### WORK INSTRUCTION
Answer these questions from the passage on self-management in adolescents with chronic illness:
1. What example does it give of a behavior with a greater attributable risk?
2. Which parental interaction styles do adolescents with chronic illness view more positively?
3. How do young people often interpret their parents' reminders to take medication?

### EXTRACT PROVIDED

== Segment start ==

There are, however, several areas that require further exploration. Firstly, we know surprisingly little about what constitutes self-management in adolescents with chronic illness. For example, we do not know at what age young people generally take on more responsibility for the different components of self-management, such as taking medication, booking appointments or seeking health care when they become acutely unwell. Furthermore, we do not know how the type or severity of the chronic illness or the nature of the treatment regimen alter the age of acquisition of various self-management practices. Little is known about rates of participation in health-risk behaviours in this group. While we might intuitively believe that young people will be less likely to engage in behaviours that have a greater attributable risk (eg, smoking in young people who have diabetes), there is little evidence that this is so, and there are few models about how best to intervene.
We also need more information to guide parents. Some styles of parental interaction are perceived as unhelpful by adolescents with chronic illness (such as parents being overly strict or controlling or giving a lot of negative feedback), while others (such as parents trying to work in partnership with their child and giving positive feedback)24 are viewed more positively. However, there is little research about how parent behaviour can either facilitate or hinder the emerging capacity for self-care in adolescents with chronic illness, and thus, whether more effective parenting styles can be learnt.
We do know that styles of doctor–patient interaction can influence how adults engage with medical knowledge.32 Recognising this fact has made doctors more aware of the effectiveness of patient-centred practice as a means of improving health outcomes for patients with chronic illness.33 A critical tenet of such patient-centred practice is the partnering between doctors and patients. However, a key question for adolescent health is how partnerships are formed between adolescents with chronic illness, parents and doctors and whether these partnerships can improve health outcomes by improving self-management practices in adolescents with chronic illness.
Consistent with the principles of adolescent medicine, we suggest an important method to achieve this is by using clinical approaches that build on an understanding of adolescent development. In addition to listening to parents and supporting their roles, this would also mean seeing young people alone for part of the consultation, taking a psychosocial history, and carefully maintaining confidentiality (Box 3).21
Implementing these evidence-based approaches is possible,35 but there are no formulas for how best to achieve this in practice. Rather, this approach provides a framework for practice in which doctors attempt to balance the needs of both young people and their parents in working towards adolescent self-management. At times, immediate health priorities will need to be balanced against the need to support young people’s emerging autonomy and growing capacity to manage their chronic illness.
An obvious example is the arena of adherence with treatment regimens. Understandable concerns about poor adherence in adolescents often result in protective parent behaviours, such as constant reminders to young people to take their medication. While parents hope the reminders will promote better adherence, their prompts are often interpreted by young people as unwarranted “nagging” (Boxes 1,3). The developmental approach to these competing views provides an understanding that young people learn by doing, which at times means learning from their mistakes. Doctors can help parents recognise the potentially competing aspects of the parenting role — namely, protecting young people’s health while supporting their growing independence and autonomy. The developmental approach provides a potential framework for doctors to contend with such issues by ensuring that both young people’s and parents’ voices are heard, and heard by each other.

== Segment end ==

Recorded data
== Segment start ==

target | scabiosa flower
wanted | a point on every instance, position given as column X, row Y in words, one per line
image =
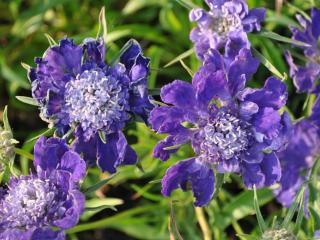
column 230, row 127
column 305, row 77
column 297, row 160
column 32, row 205
column 226, row 19
column 76, row 88
column 7, row 143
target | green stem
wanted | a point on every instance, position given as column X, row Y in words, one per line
column 24, row 153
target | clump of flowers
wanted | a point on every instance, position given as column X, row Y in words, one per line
column 231, row 128
column 75, row 88
column 305, row 77
column 224, row 21
column 33, row 205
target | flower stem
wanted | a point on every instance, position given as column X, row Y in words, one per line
column 203, row 224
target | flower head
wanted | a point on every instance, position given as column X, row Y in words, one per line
column 227, row 19
column 33, row 204
column 76, row 88
column 233, row 128
column 278, row 234
column 305, row 77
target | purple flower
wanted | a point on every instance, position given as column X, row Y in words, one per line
column 233, row 128
column 34, row 204
column 226, row 20
column 76, row 88
column 305, row 77
column 297, row 159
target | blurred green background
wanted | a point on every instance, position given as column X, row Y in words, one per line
column 162, row 27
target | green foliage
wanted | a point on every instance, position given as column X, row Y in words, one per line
column 162, row 27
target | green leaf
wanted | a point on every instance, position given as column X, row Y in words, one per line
column 5, row 119
column 102, row 136
column 316, row 217
column 187, row 4
column 173, row 229
column 180, row 57
column 98, row 185
column 280, row 38
column 268, row 64
column 293, row 207
column 24, row 153
column 28, row 100
column 219, row 180
column 300, row 216
column 51, row 41
column 103, row 29
column 189, row 71
column 246, row 237
column 241, row 206
column 25, row 66
column 260, row 219
column 123, row 49
column 100, row 208
column 305, row 15
column 47, row 132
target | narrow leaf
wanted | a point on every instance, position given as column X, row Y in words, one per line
column 25, row 66
column 300, row 216
column 246, row 237
column 24, row 153
column 174, row 147
column 47, row 132
column 99, row 208
column 98, row 185
column 103, row 29
column 189, row 71
column 173, row 228
column 5, row 119
column 155, row 181
column 268, row 64
column 51, row 41
column 261, row 222
column 180, row 57
column 280, row 38
column 187, row 4
column 305, row 15
column 28, row 100
column 293, row 207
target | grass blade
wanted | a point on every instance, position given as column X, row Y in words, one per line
column 180, row 57
column 261, row 222
column 268, row 64
column 293, row 207
column 98, row 185
column 28, row 100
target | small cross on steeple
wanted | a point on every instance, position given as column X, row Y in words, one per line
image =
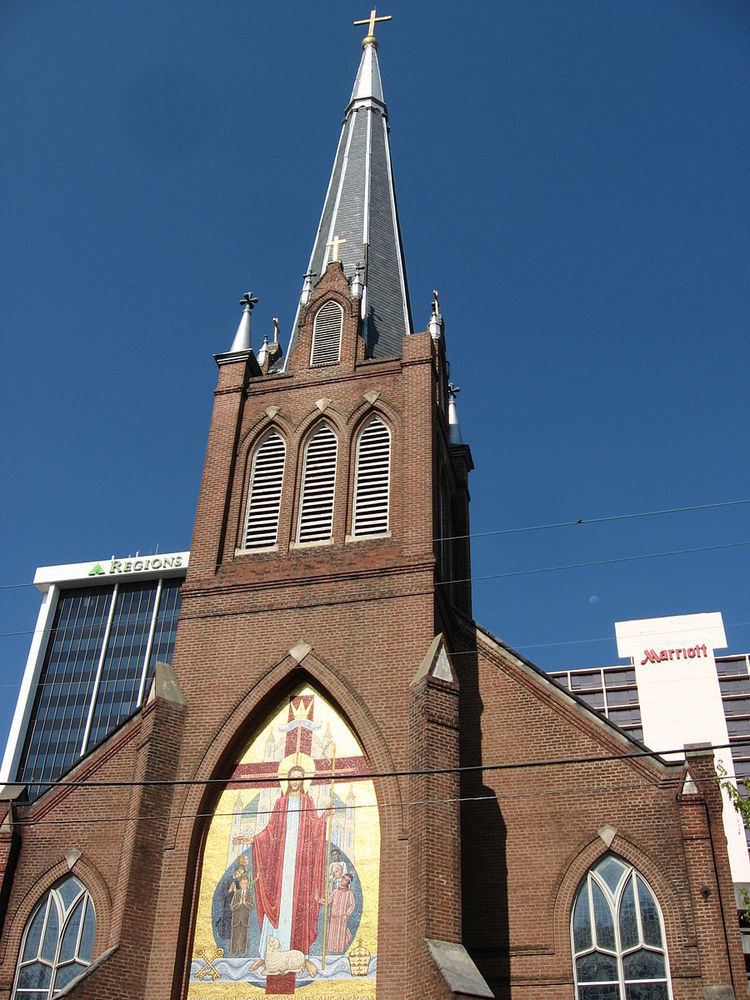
column 371, row 21
column 335, row 243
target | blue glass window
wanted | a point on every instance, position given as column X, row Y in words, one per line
column 117, row 696
column 58, row 943
column 66, row 683
column 625, row 958
column 68, row 694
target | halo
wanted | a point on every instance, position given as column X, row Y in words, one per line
column 302, row 760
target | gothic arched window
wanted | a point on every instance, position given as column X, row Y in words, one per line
column 58, row 942
column 372, row 480
column 327, row 329
column 318, row 486
column 264, row 495
column 618, row 936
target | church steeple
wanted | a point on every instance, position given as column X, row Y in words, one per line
column 360, row 210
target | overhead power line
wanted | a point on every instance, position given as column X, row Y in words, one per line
column 519, row 530
column 596, row 520
column 79, row 684
column 380, row 806
column 371, row 775
column 595, row 562
column 445, row 583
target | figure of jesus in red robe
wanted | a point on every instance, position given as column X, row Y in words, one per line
column 289, row 864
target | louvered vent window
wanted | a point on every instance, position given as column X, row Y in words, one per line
column 373, row 479
column 264, row 499
column 329, row 322
column 318, row 485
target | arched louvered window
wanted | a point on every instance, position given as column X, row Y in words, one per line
column 264, row 496
column 318, row 486
column 58, row 942
column 618, row 936
column 327, row 328
column 373, row 476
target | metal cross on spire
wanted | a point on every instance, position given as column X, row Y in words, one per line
column 371, row 21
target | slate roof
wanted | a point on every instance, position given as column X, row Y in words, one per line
column 360, row 207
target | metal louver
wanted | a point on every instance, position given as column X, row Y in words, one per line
column 264, row 499
column 327, row 328
column 318, row 486
column 373, row 479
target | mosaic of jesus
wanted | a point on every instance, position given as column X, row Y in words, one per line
column 288, row 902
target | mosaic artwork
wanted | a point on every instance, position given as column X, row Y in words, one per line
column 288, row 901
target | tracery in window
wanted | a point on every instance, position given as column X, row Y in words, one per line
column 328, row 326
column 618, row 936
column 372, row 483
column 318, row 486
column 58, row 942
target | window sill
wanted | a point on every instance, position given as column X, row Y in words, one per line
column 367, row 538
column 311, row 545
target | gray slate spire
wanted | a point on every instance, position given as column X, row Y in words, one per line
column 360, row 208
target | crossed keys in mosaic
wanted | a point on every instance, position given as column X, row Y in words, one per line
column 209, row 970
column 371, row 21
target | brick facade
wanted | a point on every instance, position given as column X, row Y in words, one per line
column 355, row 619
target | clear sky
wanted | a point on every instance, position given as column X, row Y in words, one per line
column 572, row 176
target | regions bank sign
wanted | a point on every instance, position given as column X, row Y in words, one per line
column 117, row 567
column 684, row 653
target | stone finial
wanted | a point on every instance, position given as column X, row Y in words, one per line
column 269, row 354
column 454, row 431
column 307, row 287
column 358, row 284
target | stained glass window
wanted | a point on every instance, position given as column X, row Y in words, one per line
column 618, row 936
column 58, row 942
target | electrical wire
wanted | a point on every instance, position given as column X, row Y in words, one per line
column 81, row 684
column 501, row 796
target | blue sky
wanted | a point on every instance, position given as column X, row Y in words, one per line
column 573, row 177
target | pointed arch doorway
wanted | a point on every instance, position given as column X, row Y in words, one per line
column 288, row 900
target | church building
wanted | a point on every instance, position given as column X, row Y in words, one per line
column 342, row 787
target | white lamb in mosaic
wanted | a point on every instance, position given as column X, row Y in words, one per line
column 279, row 963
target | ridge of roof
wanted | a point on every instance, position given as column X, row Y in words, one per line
column 360, row 209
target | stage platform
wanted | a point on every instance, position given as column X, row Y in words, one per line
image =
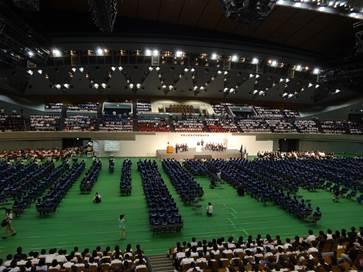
column 203, row 154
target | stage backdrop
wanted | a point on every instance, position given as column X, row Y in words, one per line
column 146, row 145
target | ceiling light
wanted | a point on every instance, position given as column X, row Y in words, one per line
column 234, row 58
column 56, row 53
column 255, row 61
column 148, row 52
column 214, row 56
column 156, row 53
column 316, row 71
column 30, row 53
column 179, row 54
column 99, row 51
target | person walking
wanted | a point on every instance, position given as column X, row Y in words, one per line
column 210, row 209
column 122, row 226
column 7, row 223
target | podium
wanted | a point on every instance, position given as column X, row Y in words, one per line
column 169, row 149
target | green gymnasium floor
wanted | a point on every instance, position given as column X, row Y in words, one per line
column 79, row 222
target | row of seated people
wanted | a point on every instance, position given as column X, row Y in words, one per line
column 294, row 155
column 341, row 250
column 266, row 187
column 163, row 214
column 80, row 122
column 281, row 126
column 39, row 153
column 153, row 125
column 215, row 147
column 221, row 125
column 85, row 107
column 184, row 183
column 306, row 126
column 91, row 176
column 125, row 180
column 50, row 201
column 44, row 122
column 189, row 125
column 181, row 148
column 116, row 123
column 59, row 260
column 176, row 108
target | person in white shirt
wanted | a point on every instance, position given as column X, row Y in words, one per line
column 210, row 209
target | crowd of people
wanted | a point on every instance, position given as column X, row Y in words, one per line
column 341, row 250
column 54, row 153
column 294, row 155
column 215, row 147
column 98, row 259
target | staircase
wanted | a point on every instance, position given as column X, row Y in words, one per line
column 161, row 263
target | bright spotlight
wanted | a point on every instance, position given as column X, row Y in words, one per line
column 234, row 58
column 30, row 54
column 99, row 51
column 255, row 61
column 179, row 54
column 214, row 56
column 148, row 52
column 56, row 53
column 156, row 53
column 316, row 71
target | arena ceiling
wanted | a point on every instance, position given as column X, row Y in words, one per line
column 314, row 32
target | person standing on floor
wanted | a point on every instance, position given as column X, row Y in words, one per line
column 210, row 209
column 122, row 226
column 7, row 223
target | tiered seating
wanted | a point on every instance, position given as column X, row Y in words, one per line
column 116, row 123
column 79, row 122
column 281, row 126
column 221, row 125
column 333, row 127
column 91, row 177
column 190, row 124
column 44, row 122
column 177, row 108
column 125, row 181
column 50, row 201
column 254, row 126
column 269, row 113
column 154, row 124
column 306, row 126
column 163, row 213
column 326, row 251
column 184, row 183
column 143, row 107
column 97, row 260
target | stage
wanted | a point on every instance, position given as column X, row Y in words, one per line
column 203, row 154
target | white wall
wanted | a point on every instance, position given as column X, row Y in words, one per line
column 146, row 145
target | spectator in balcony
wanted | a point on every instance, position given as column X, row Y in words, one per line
column 122, row 226
column 97, row 198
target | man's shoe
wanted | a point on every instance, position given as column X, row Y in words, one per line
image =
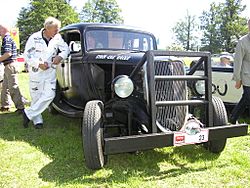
column 39, row 126
column 4, row 109
column 19, row 111
column 26, row 120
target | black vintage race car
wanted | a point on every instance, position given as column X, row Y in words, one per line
column 133, row 97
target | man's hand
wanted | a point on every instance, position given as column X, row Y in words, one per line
column 44, row 66
column 238, row 84
column 57, row 60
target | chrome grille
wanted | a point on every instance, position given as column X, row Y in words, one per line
column 170, row 117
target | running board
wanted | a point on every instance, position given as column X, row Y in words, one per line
column 133, row 143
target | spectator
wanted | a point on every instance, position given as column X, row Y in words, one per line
column 225, row 61
column 241, row 74
column 43, row 51
column 10, row 80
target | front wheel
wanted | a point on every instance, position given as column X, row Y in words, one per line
column 219, row 118
column 92, row 135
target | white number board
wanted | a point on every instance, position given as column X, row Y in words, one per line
column 182, row 138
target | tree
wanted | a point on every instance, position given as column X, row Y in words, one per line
column 232, row 26
column 102, row 11
column 184, row 32
column 210, row 25
column 222, row 26
column 31, row 18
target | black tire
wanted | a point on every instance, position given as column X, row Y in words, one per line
column 52, row 110
column 92, row 135
column 220, row 118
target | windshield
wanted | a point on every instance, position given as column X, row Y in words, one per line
column 118, row 40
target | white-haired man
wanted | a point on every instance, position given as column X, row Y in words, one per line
column 242, row 74
column 43, row 51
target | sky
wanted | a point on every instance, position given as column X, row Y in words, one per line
column 155, row 16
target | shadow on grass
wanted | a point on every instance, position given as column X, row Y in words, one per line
column 61, row 141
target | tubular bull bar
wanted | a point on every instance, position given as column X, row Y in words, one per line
column 126, row 144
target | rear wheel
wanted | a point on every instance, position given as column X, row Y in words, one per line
column 220, row 118
column 92, row 135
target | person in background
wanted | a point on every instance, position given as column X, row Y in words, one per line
column 225, row 61
column 43, row 51
column 241, row 74
column 10, row 80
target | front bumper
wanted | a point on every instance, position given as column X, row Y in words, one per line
column 126, row 144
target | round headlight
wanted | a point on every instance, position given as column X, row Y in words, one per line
column 123, row 86
column 200, row 87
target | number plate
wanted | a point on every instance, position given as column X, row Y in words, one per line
column 182, row 138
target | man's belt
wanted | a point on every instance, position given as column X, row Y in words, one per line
column 8, row 62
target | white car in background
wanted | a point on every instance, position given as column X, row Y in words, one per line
column 223, row 85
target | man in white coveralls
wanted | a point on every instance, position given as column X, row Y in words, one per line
column 43, row 51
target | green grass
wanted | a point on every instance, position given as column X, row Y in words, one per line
column 53, row 157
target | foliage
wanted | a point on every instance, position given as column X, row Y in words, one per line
column 184, row 32
column 232, row 26
column 211, row 31
column 31, row 18
column 101, row 11
column 222, row 26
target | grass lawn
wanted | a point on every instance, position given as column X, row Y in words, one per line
column 53, row 157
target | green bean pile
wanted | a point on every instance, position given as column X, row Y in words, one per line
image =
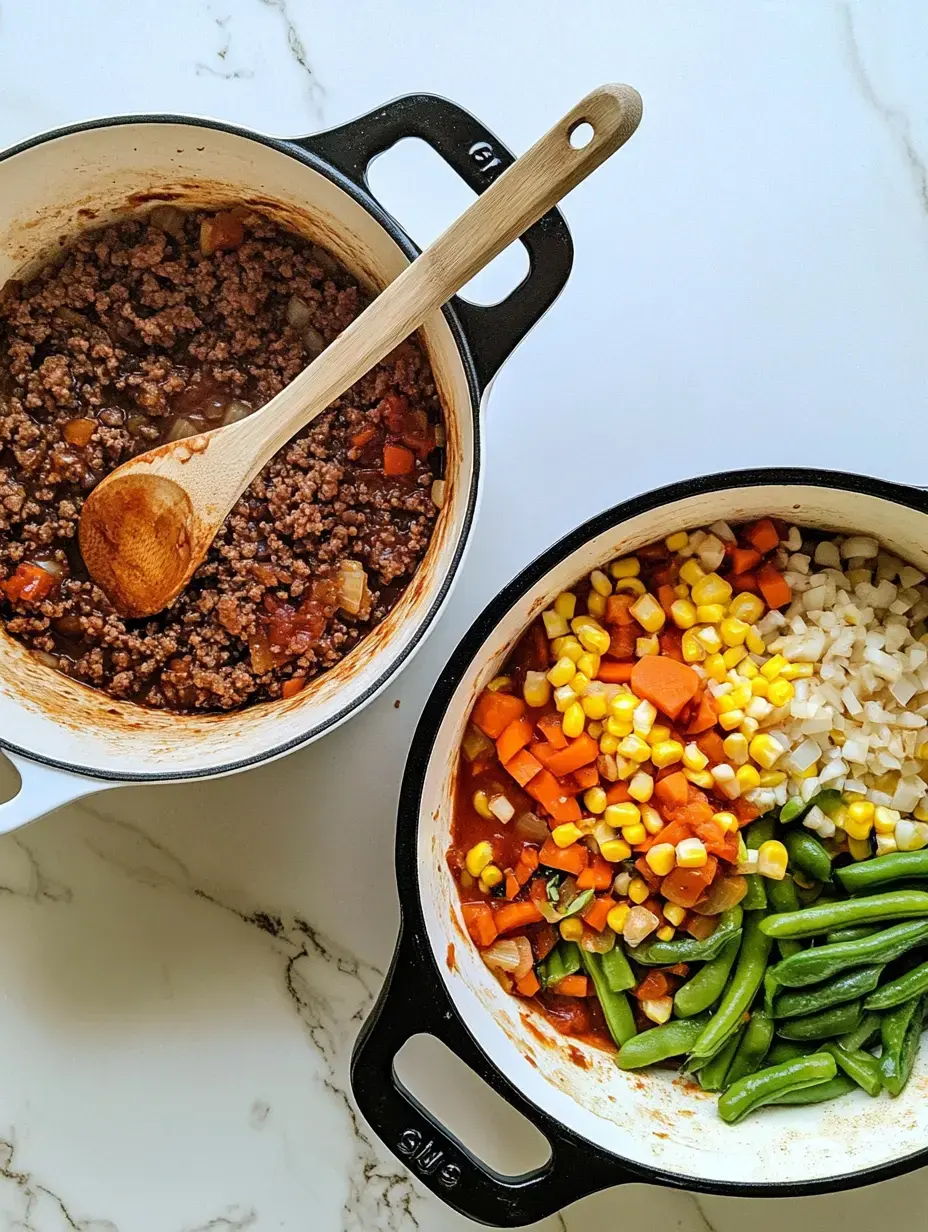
column 809, row 989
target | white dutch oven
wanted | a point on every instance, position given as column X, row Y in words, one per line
column 604, row 1126
column 67, row 739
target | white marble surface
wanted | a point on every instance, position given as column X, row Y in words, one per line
column 183, row 970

== Segment end ==

### EXERCISE ANSWER
1. Smoking in young people who have diabetes.
2. Parents trying to work in partnership with their child and giving positive feedback.
3. As unwarranted "nagging".